▶ [TASK DESCRIPTION] Retype all the records below exactly as they are, with no image carried over.

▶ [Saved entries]
====================

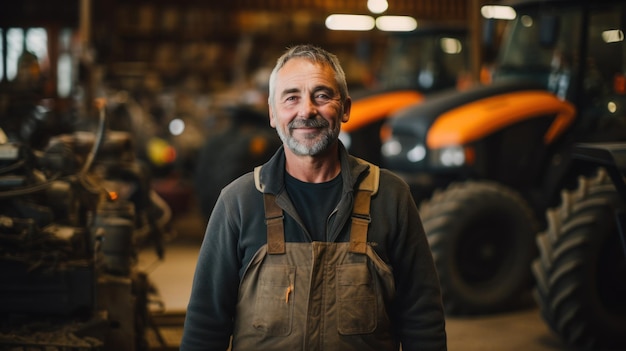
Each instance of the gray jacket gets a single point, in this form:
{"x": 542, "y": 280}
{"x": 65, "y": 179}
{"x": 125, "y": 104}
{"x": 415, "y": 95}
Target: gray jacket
{"x": 236, "y": 230}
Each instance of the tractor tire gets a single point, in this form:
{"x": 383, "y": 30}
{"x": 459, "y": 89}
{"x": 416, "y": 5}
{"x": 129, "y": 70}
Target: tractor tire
{"x": 482, "y": 236}
{"x": 581, "y": 269}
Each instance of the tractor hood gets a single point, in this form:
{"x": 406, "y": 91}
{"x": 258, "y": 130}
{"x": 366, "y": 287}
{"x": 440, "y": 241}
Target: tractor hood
{"x": 377, "y": 105}
{"x": 447, "y": 123}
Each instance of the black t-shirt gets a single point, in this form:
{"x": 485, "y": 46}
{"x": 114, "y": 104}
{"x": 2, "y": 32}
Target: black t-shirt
{"x": 314, "y": 202}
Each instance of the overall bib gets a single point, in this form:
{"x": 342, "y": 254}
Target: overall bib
{"x": 318, "y": 295}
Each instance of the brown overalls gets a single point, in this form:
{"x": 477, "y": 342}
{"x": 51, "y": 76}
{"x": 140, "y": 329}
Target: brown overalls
{"x": 319, "y": 295}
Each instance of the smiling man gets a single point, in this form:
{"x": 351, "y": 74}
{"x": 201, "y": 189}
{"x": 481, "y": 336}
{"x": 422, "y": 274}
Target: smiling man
{"x": 316, "y": 249}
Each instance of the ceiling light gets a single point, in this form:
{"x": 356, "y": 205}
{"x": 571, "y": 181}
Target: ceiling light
{"x": 613, "y": 36}
{"x": 396, "y": 23}
{"x": 498, "y": 12}
{"x": 377, "y": 6}
{"x": 349, "y": 22}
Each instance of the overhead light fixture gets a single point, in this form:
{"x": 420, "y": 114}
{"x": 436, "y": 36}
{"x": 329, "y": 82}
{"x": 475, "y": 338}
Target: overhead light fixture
{"x": 377, "y": 6}
{"x": 396, "y": 23}
{"x": 613, "y": 36}
{"x": 498, "y": 12}
{"x": 451, "y": 46}
{"x": 350, "y": 22}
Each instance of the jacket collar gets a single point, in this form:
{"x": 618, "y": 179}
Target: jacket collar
{"x": 273, "y": 172}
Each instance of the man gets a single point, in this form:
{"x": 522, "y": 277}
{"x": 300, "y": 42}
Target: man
{"x": 315, "y": 250}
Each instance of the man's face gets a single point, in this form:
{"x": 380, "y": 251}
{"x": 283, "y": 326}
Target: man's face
{"x": 307, "y": 110}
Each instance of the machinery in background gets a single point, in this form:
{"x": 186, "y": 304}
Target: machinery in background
{"x": 72, "y": 217}
{"x": 416, "y": 64}
{"x": 486, "y": 163}
{"x": 75, "y": 203}
{"x": 581, "y": 269}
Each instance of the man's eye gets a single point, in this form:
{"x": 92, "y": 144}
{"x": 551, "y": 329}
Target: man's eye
{"x": 322, "y": 97}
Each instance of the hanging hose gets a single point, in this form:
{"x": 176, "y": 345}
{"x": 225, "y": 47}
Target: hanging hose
{"x": 100, "y": 105}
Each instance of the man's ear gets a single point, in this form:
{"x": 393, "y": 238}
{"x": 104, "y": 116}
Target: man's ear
{"x": 272, "y": 119}
{"x": 347, "y": 105}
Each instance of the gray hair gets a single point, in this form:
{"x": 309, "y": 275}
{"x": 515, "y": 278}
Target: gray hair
{"x": 313, "y": 54}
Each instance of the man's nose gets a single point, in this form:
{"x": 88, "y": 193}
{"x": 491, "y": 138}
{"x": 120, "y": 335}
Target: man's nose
{"x": 307, "y": 108}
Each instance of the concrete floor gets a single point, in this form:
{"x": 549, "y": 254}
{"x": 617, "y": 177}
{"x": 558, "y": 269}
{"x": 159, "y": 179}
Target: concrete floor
{"x": 522, "y": 330}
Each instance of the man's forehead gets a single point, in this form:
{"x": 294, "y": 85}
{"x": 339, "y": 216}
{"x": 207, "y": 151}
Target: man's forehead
{"x": 302, "y": 73}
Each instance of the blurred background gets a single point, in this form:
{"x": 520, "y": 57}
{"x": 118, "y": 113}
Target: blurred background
{"x": 121, "y": 121}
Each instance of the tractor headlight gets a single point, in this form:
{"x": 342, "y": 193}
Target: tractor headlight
{"x": 451, "y": 156}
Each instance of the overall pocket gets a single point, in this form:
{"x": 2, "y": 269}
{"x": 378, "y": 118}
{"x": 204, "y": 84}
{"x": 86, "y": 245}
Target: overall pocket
{"x": 273, "y": 311}
{"x": 356, "y": 300}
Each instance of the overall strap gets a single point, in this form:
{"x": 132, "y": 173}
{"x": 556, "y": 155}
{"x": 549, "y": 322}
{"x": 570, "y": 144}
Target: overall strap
{"x": 361, "y": 210}
{"x": 273, "y": 219}
{"x": 360, "y": 213}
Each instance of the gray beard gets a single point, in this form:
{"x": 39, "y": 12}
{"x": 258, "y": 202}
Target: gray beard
{"x": 300, "y": 149}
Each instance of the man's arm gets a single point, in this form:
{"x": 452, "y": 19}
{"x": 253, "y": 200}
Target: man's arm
{"x": 211, "y": 309}
{"x": 417, "y": 310}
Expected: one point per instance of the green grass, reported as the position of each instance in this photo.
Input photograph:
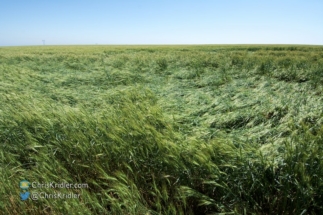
(163, 129)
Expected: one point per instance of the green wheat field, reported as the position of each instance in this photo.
(209, 129)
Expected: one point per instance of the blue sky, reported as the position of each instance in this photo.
(69, 22)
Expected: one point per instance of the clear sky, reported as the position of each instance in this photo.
(63, 22)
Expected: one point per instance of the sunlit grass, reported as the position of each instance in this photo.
(163, 129)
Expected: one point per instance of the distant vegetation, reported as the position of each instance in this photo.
(163, 129)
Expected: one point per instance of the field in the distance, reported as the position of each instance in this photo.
(163, 129)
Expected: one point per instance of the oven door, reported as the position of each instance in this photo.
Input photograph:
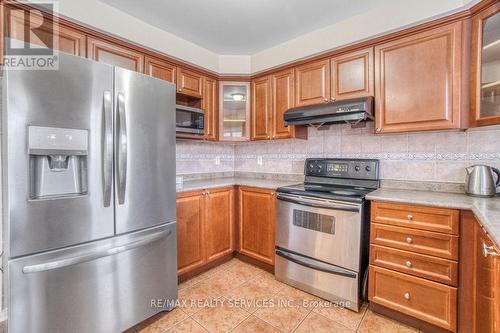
(325, 230)
(189, 120)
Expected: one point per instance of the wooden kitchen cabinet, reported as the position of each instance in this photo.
(55, 36)
(352, 75)
(261, 109)
(485, 67)
(312, 83)
(160, 69)
(418, 81)
(272, 96)
(257, 223)
(190, 240)
(113, 54)
(189, 83)
(205, 227)
(210, 105)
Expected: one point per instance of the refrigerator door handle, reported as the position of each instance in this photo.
(107, 148)
(122, 149)
(93, 255)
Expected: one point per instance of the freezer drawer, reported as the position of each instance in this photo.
(104, 286)
(326, 281)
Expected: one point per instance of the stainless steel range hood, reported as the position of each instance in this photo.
(350, 111)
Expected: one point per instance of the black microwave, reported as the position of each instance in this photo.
(189, 120)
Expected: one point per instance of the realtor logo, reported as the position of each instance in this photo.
(33, 37)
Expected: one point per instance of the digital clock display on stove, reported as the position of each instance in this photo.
(337, 167)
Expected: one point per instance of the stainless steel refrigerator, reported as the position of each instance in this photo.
(88, 197)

====================

▶ [ANSWER SECTION]
Each instance of the gray jacket gets a single point, in this form:
{"x": 542, "y": 280}
{"x": 65, "y": 179}
{"x": 125, "y": 104}
{"x": 415, "y": 95}
Target: gray jacket
{"x": 236, "y": 230}
Each instance of the tractor tire gets a single point, in this form:
{"x": 383, "y": 30}
{"x": 459, "y": 89}
{"x": 416, "y": 5}
{"x": 129, "y": 70}
Target: tractor tire
{"x": 482, "y": 236}
{"x": 581, "y": 269}
Each instance of the tractor hood gets a single point, in this form:
{"x": 406, "y": 91}
{"x": 258, "y": 130}
{"x": 366, "y": 287}
{"x": 440, "y": 241}
Target: tractor hood
{"x": 377, "y": 105}
{"x": 447, "y": 123}
Each instance of the black t-shirt gets a single point, in this form:
{"x": 485, "y": 46}
{"x": 114, "y": 104}
{"x": 2, "y": 32}
Target: black t-shirt
{"x": 314, "y": 202}
Each instance of the overall bib gets a single point, in this form:
{"x": 342, "y": 254}
Target: overall bib
{"x": 318, "y": 295}
Each instance of the brown overalls gets a single point, in this form:
{"x": 477, "y": 342}
{"x": 51, "y": 76}
{"x": 140, "y": 329}
Target: brown overalls
{"x": 319, "y": 295}
Each instance of the smiling man gets a single point, in this form:
{"x": 351, "y": 74}
{"x": 201, "y": 189}
{"x": 481, "y": 336}
{"x": 422, "y": 274}
Target: smiling man
{"x": 316, "y": 249}
Each instance of the ceiling light gets a single point, in this form:
{"x": 356, "y": 205}
{"x": 571, "y": 181}
Target: ceiling light
{"x": 613, "y": 36}
{"x": 396, "y": 23}
{"x": 498, "y": 12}
{"x": 377, "y": 6}
{"x": 349, "y": 22}
Each instance of the overhead light fixture gets a single point, in this form:
{"x": 420, "y": 114}
{"x": 436, "y": 36}
{"x": 329, "y": 82}
{"x": 475, "y": 338}
Target: overhead light fixture
{"x": 377, "y": 6}
{"x": 396, "y": 23}
{"x": 613, "y": 36}
{"x": 498, "y": 12}
{"x": 451, "y": 46}
{"x": 350, "y": 22}
Each instance of the jacket collar gets a single point, in this form:
{"x": 618, "y": 179}
Target: jacket collar
{"x": 273, "y": 172}
Each instance of the man gets a single point, in this form:
{"x": 522, "y": 277}
{"x": 300, "y": 42}
Target: man
{"x": 315, "y": 250}
Each instance of the man's face gets a single point, in this form:
{"x": 380, "y": 251}
{"x": 283, "y": 326}
Target: man's face
{"x": 307, "y": 110}
Each instance of the machinery in background gets a single point, in this form:
{"x": 186, "y": 304}
Target: machinery in background
{"x": 72, "y": 217}
{"x": 416, "y": 64}
{"x": 486, "y": 163}
{"x": 75, "y": 203}
{"x": 581, "y": 269}
Each instance of the man's eye gets a single point, in this form:
{"x": 92, "y": 144}
{"x": 551, "y": 329}
Target: man's eye
{"x": 322, "y": 97}
Each instance of the hanging hose gets a single point, in this form:
{"x": 176, "y": 345}
{"x": 225, "y": 47}
Target: hanging hose
{"x": 100, "y": 105}
Each instance of the man's ear gets a single point, in this form:
{"x": 393, "y": 238}
{"x": 104, "y": 116}
Target: man's ear
{"x": 272, "y": 119}
{"x": 347, "y": 105}
Each instance of the gray hair gets a single point, in this form:
{"x": 309, "y": 275}
{"x": 515, "y": 278}
Target: gray hair
{"x": 313, "y": 54}
Each instance of the man's nose gets a single point, in this form:
{"x": 88, "y": 193}
{"x": 491, "y": 138}
{"x": 120, "y": 335}
Target: man's nose
{"x": 307, "y": 108}
Each instance of the concrete floor gets a single point, in this form:
{"x": 549, "y": 254}
{"x": 617, "y": 177}
{"x": 558, "y": 269}
{"x": 159, "y": 179}
Target: concrete floor
{"x": 522, "y": 330}
Each instance of the man's forehead gets a single point, in this form:
{"x": 294, "y": 85}
{"x": 339, "y": 216}
{"x": 207, "y": 151}
Target: man's forehead
{"x": 302, "y": 73}
Each instance of the blurred background gets a single point, in this form:
{"x": 520, "y": 57}
{"x": 118, "y": 113}
Target: blurred background
{"x": 121, "y": 121}
Each instance of the tractor headlight gets a single point, in this form:
{"x": 342, "y": 193}
Target: tractor headlight
{"x": 451, "y": 156}
Each instance of the overall pocket gets a single point, in this form:
{"x": 2, "y": 269}
{"x": 378, "y": 118}
{"x": 204, "y": 84}
{"x": 86, "y": 245}
Target: overall pocket
{"x": 273, "y": 311}
{"x": 356, "y": 300}
Each instance of the overall strap gets a single point, in this form:
{"x": 132, "y": 173}
{"x": 556, "y": 155}
{"x": 549, "y": 322}
{"x": 570, "y": 144}
Target: overall strap
{"x": 361, "y": 210}
{"x": 273, "y": 219}
{"x": 360, "y": 213}
Each instance of the gray beard gets a single point, in this form:
{"x": 39, "y": 12}
{"x": 258, "y": 202}
Target: gray beard
{"x": 300, "y": 149}
Each instance of the man's arm gets a single point, in this form:
{"x": 452, "y": 19}
{"x": 253, "y": 200}
Target: man's arm
{"x": 211, "y": 309}
{"x": 417, "y": 310}
Expected: one point per instance of the green grass, reported as the position of each instance in this photo.
Input photograph:
(163, 129)
Expected: one point per instance of the green wheat field, reported as the position of each instance in this photo.
(209, 129)
Expected: one point per instance of the blue sky, reported as the position of each instance in this photo.
(69, 22)
Expected: one point per instance of the clear sky, reported as the position of each instance in this photo.
(63, 22)
Expected: one point per instance of the sunlit grass, reported as the position of each instance in this photo.
(163, 129)
Expected: one point per instance of the distant vegetation, reported as the position of each instance in this photo.
(163, 129)
Expected: one point per instance of the field in the distance, reported as the position of each instance in this photo.
(163, 129)
Expected: one point per instance of the oven door, reported as the position of each instance in this photo.
Input photograph:
(325, 230)
(189, 120)
Expected: one point per instance of the wooden kitchen cabinet, reported as the position of each instance in this photo.
(55, 36)
(352, 75)
(261, 109)
(485, 67)
(312, 83)
(160, 69)
(418, 81)
(272, 96)
(257, 223)
(190, 240)
(113, 54)
(189, 83)
(205, 227)
(210, 105)
Expected: one point per instance of the refrigerator door handle, reported as the position of each instance in this photo.
(107, 148)
(122, 149)
(93, 255)
Expected: one point per instance of the freezer drawer, reported as the position of each instance in this photo.
(104, 286)
(326, 281)
Expected: one point per instance of the stainless steel range hood, reported as the position of each instance in this photo.
(350, 111)
Expected: one point per instance of the black microwave, reported as the position of each instance in this photo.
(189, 120)
Expected: one point per instance of the realtor logo, reported as the position of each instance in this photo.
(33, 37)
Expected: one point per instance of the digital clock display on stove, reported as the position of each instance in this photo.
(337, 167)
Expected: one point per instance of the stainless steel refrigerator, reported as the position of each instance in this photo.
(88, 197)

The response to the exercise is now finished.